[FRAGMENT ŹRÓDŁOWY]
================================
Brytyjski sektor trzody chlewnej boryka się z nadwyżką trzody chlewnej ze względu na brak personelu w rzeźniach i przetwórstwie mięsnym. Według przedstawiciela National Pig Association (NPA) dotyczy to łącznie 70 000 zwierząt. Jeśli rząd nie zainterweniuje, liczba ta będzie rosła o 15 000 zwierząt tygodniowo z powodu braku miejsca w chlewniach. - Jeśli nic się nie zmieni, zdrowe świnie będą musiały zostać zutylizowane – przestrzega dyrektor NPA, Zoe Davies.
Brytyjski przemysł mięsny znajduje się na rozdrożu. Z powodu Brexitu wielu zagranicznych pracowników, zwłaszcza z Europy Wschodniej, wyjechało do swojego kraju. Covid-19 uniemożliwia tym pracownikom powrót do Wielkiej Brytanii (UK). Stowarzyszenie Niezależnych Dostawców Mięsa informuje, że obecnie w branży mięsnej jest około 14 000 wakatów. Oprócz Brexitu i Covid-19, brak perspektyw kariery jest również wymieniany jako przyczyna niedoboru kadr. NPA szacuje, że nawet osiemdziesiąt procent personelu rzeźni i przetwórców mięsa pochodzi z zagranicy.
Z więzienia do rzeźni
Nick Allen, dyrektor Brytyjskiego Stowarzyszenia Przetwórców Mięsa (BMPA), mówi, że niektórzy przetwórcy mięsa mają teraz o 25% mniejszą wydajność i muszą zmniejszać linie produkcyjne. Obawia się, że kraj będzie musiał poradzić sobie z niedoborem świń do Bożego Narodzenia, jeśli nie zostaną podjęte żadne działania. - Rząd musi działać bardzo szybko. Bez krótkoterminowego rozwiązania nastąpią długoterminowe szkody – uważa NPA. Dlatego przemysł mięsny wzywa rząd do szybkiego wdrożenia 12-miesięcznej wizy na wypadek COVID-19, która pozwoli pracownikom zagranicznym uzyskać krótkoterminowe pozwolenie na wjazd do Wielkiej Brytanii.
Branża mięsna przygląda się również brytyjskiemu rynkowi pracy. Rzeźnie i przetwórcy mięsa zamierzają zatrudniać więźniów i byłych więźniów, aby zrekompensować brak siły roboczej. Liderzy przemysłu mięsnego prowadzą na ten temat rozmowy z rządem.
================================
[WYODRĘBNIONE INFORMACJE]
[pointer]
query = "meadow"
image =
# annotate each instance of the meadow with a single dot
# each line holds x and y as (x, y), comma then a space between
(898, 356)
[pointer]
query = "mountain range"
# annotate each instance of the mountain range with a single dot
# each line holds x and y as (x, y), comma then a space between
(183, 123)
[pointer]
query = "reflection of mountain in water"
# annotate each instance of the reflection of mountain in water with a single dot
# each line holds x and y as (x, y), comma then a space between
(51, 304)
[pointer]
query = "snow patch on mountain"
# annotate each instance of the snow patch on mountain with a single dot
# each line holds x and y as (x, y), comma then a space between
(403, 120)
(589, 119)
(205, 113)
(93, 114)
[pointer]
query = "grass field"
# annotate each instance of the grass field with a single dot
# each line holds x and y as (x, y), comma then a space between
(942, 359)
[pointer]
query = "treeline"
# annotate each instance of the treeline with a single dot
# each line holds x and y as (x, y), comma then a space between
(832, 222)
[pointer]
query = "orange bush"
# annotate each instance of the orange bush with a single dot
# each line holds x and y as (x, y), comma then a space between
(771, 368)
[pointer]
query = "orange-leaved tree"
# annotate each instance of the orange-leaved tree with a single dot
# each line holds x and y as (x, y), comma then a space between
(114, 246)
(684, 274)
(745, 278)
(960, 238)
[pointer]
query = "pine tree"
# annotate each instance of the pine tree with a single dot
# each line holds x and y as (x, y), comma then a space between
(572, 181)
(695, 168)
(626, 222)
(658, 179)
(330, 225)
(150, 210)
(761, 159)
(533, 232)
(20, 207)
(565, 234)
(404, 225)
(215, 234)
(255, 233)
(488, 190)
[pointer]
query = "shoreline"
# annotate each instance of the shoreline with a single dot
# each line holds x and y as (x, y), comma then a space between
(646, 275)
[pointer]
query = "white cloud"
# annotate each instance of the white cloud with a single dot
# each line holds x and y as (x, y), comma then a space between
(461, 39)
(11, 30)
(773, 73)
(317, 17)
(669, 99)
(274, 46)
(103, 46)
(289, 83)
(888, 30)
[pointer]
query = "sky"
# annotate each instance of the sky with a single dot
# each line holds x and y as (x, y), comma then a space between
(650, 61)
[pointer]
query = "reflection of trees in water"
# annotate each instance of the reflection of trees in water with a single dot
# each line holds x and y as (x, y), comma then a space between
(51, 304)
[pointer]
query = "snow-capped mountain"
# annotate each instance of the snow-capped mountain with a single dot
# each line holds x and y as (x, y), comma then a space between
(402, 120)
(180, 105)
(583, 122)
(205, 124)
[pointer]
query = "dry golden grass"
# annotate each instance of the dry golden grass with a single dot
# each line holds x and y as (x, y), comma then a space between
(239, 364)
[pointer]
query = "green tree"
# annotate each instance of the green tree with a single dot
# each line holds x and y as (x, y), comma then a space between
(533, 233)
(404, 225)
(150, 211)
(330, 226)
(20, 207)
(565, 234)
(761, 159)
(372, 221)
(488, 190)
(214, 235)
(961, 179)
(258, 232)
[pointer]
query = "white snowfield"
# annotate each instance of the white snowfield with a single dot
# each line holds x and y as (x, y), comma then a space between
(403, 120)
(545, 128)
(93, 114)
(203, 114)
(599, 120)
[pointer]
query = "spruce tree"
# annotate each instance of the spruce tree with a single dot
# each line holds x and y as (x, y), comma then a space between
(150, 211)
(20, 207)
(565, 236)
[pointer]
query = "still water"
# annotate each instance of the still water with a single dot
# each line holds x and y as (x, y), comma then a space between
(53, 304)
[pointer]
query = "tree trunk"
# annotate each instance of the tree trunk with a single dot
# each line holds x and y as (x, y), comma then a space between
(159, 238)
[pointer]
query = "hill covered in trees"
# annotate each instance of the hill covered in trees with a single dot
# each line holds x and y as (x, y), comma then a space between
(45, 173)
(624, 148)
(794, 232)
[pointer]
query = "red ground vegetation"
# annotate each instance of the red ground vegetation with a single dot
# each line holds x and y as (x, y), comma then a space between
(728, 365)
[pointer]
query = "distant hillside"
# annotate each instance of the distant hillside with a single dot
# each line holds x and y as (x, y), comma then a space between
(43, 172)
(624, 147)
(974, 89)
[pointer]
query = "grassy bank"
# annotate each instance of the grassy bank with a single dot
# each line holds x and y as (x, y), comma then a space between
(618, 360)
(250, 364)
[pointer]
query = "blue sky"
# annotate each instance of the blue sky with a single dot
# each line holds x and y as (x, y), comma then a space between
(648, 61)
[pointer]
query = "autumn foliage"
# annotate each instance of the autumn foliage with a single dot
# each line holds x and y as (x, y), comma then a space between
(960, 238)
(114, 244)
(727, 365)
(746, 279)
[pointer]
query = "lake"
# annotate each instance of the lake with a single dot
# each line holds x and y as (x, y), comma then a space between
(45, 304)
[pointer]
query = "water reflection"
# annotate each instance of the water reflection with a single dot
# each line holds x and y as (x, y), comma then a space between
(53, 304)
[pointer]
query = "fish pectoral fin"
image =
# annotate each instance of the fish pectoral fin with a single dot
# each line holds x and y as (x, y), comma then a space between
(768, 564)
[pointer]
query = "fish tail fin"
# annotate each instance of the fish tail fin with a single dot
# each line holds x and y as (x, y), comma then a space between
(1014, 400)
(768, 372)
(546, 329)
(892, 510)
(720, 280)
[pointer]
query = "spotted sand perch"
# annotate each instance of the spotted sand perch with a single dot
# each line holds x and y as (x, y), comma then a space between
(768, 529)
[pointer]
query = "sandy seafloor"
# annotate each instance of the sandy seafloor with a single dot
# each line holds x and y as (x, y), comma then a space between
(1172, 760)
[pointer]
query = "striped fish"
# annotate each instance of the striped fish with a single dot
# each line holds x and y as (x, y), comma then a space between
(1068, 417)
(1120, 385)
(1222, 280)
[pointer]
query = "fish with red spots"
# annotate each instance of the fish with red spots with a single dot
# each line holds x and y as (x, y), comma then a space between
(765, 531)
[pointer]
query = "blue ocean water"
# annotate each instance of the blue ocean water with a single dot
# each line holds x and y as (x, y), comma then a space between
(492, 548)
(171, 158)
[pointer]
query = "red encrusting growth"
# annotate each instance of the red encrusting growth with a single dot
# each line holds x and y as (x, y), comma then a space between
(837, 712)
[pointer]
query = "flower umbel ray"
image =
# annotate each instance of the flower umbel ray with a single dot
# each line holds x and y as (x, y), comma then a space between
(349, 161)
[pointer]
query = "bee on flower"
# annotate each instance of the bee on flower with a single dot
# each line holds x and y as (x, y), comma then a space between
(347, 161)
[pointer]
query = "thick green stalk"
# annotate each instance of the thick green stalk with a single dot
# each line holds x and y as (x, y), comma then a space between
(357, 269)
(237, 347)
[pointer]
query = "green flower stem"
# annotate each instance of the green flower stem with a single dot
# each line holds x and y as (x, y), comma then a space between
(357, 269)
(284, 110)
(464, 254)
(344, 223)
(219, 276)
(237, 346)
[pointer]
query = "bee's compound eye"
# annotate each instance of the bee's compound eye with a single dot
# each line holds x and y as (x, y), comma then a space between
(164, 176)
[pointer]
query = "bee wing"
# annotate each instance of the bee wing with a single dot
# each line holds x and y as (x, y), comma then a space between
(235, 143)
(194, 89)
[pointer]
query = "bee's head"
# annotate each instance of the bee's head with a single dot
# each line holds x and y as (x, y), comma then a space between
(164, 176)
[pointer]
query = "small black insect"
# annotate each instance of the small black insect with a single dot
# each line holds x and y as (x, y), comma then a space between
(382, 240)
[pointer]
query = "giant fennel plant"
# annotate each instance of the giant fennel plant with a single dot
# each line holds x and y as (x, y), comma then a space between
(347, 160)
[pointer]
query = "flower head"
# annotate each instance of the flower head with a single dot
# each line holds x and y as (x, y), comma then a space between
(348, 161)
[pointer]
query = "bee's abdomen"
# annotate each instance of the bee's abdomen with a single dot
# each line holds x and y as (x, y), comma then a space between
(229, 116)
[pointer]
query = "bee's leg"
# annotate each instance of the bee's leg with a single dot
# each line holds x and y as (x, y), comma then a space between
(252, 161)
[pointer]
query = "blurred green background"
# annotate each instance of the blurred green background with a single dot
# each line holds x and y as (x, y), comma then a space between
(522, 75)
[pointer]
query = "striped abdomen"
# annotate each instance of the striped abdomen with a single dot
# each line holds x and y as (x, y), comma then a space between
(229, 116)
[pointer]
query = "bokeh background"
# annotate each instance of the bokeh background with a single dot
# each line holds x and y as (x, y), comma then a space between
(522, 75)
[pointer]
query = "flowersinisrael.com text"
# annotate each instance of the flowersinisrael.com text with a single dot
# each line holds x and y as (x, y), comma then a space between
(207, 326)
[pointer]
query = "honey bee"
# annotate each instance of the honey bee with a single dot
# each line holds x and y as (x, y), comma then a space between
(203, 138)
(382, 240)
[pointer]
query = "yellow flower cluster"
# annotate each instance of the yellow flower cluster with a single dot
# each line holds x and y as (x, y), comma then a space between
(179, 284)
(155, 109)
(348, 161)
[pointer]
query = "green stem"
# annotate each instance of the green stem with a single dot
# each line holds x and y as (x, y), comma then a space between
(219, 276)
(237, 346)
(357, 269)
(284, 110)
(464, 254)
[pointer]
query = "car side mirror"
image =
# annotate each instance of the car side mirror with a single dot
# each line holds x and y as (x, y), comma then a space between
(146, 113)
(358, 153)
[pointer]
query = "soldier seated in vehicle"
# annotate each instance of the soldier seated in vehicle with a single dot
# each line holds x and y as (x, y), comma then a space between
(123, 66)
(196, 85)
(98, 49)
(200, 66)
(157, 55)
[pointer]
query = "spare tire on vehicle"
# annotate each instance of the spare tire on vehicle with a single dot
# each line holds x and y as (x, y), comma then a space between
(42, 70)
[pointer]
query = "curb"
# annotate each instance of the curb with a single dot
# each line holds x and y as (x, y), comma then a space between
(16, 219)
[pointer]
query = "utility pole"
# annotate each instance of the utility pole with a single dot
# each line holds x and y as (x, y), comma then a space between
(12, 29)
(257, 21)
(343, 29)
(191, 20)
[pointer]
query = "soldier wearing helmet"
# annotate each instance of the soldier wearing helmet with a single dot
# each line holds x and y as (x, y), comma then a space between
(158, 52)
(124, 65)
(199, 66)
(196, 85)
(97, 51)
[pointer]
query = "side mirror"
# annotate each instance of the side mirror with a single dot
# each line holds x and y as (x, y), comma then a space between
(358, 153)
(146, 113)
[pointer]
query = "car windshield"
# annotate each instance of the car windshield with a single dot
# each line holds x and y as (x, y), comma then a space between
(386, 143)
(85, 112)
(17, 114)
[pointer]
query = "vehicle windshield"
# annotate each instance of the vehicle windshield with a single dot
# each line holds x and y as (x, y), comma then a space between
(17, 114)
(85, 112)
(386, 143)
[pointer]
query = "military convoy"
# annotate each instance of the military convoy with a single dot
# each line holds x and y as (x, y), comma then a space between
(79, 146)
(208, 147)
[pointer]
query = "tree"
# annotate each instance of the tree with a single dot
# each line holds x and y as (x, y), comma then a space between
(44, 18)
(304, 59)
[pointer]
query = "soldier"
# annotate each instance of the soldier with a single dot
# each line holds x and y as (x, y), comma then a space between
================================
[ZADANIA DO WYKONANIA]
**A.** Powtórz słowo w słowo całą część tekstu o brytyjskim przemyśle mięsnym, od słów „Brytyjski przemysł mięsny” aż po słowa „pochodzi z zagranicy.”.
**B.** Oceń, czy zgodnie z tekstem o brytyjskim przemyśle mięsnym prawdziwe są stwierdzenia: (i) NPA szacuje, że nawet osiemdziesiąt procent personelu rzeźni i przetwórców mięsa pochodzi z zagranicy; (ii) w branży mięsnej jest obecnie około 70 000 wakatów; (iii) przemysł mięsny wzywa rząd do wdrożenia 24-miesięcznej wizy na wypadek COVID-19. Przy każdym odpowiedz „tak” lub „nie” i przytocz dosłownie rozstrzygające słowa tekstu.
**C.** Dokończ kolejną część tekstu o brytyjskim przemyśle mięsnym, zaczynając od miejsca, w którym się urywa.
Wiersze nie są potrzebne do wykonania zadań.

[ODPOWIEDZI DO ZADAŃ]
**A.**
Brytyjski przemysł mięsny znajduje się na rozdrożu. Z powodu Brexitu wielu zagranicznych pracowników, zwłaszcza z Europy Wschodniej, wyjechało do swojego kraju. Covid-19 uniemożliwia tym pracownikom powrót do Wielkiej Brytanii (UK). Stowarzyszenie Niezależnych Dostawców Mięsa informuje, że obecnie w branży mięsnej jest około 14 000 wakatów. Oprócz Brexitu i Covid-19, brak perspektyw kariery jest również wymieniany jako przyczyna niedoboru kadr. NPA szacuje, że nawet osiemdziesiąt procent personelu rzeźni i przetwórców mięsa pochodzi z zagranicy.

**B.**
(i) Tak: „NPA szacuje, że nawet osiemdziesiąt procent personelu rzeźni i przetwórców mięsa pochodzi z zagranicy”.
(ii) Nie: „obecnie w branży mięsnej jest około 14 000 wakatów”.
(iii) Nie: „wzywa rząd do szybkiego wdrożenia 12-miesięcznej wizy na wypadek COVID-19”.

**C.**
Ponadto sektor mięsny również prosi rządzących o bardziej dalekowzroczną politykę. Na przykład branża oczekuje, aby rząd podjął działania wspierające szkolenie, edukację i promocję kariery Brytyjczyków w sektorze mięsnym. Wspomina się również o wprowadzeniu nowych technologii, które pozwolą na większe zmechanizowanie przemysłu.
NPA, która reprezentuje 80 procent brytyjskich producentów świń, poinformowała stację BBC, że jej członkowie „desperacko próbowali” rekrutować ludzi. - Firmy podniosły płace, ale nie można po prostu wypełnić luki pozostawionej przez pracowników, którzy wyjechali z kraju – powiedziała Davies.
Hodowcy mają dość. Brytyjczycy będą skazani na import
Jeśli nic się nie wydarzy, NPA obawia się poważnych perturbacji, na który składają się konsekwencje Brexitu i Covid-19. - Spodziewamy się exodusu hodowców trzody chlewnej od tego roku do przyszłego, ponieważ maja już dość. Od prawie roku tracą pieniądze. Dostarczamy już tylko 40 procent spożywanej w kraju wieprzowiny. To prawda, że musimy więcej importować z UE i to jest ironia Brexitu”. Wielka Brytania ma w sumie około pięciu milionów świń, a 40 procent spożywanej w tym kraju wieprzowiny pochodzi z Wielkiej Brytanii, a 15 do 20 procent jest eksportowane – wylicza Davies.
Konieczność przetrzymywania świń w chlewniach, podczas gdy rosną one w tempie kilograma dziennie, według NPA ma „poważne konsekwencje finansowe” dla rentownośc i gospodarstw. Dodatkowe koszty paszy i niższe stawki za przerośnięte świnie oznaczają, że hodowcy ponoszą straty.
Rzecznik Ministerstwa Środowiska, Żywności i Spraw Wsi (Defra) powiedział BBC, że rząd rozumie „znaczenie pracy sezonowej” i jest „świadomy wyzwań”, z jakimi borykał się przemysł wieprzowy w ostatnich miesiącach z powodu Covid-19 i niedoboru siły roboczej. - W tym czasie Defra ściśle współpracowała z branżą trzody chlewnej i przetwórstwa. Będziemy nadal ściśle współpracować z branżą i uważnie monitorować rynek. Czyniąc to, bierzemy pod uwagę presję, z jaką obecnie boryka się branża – czytamy w komunikacie Defry.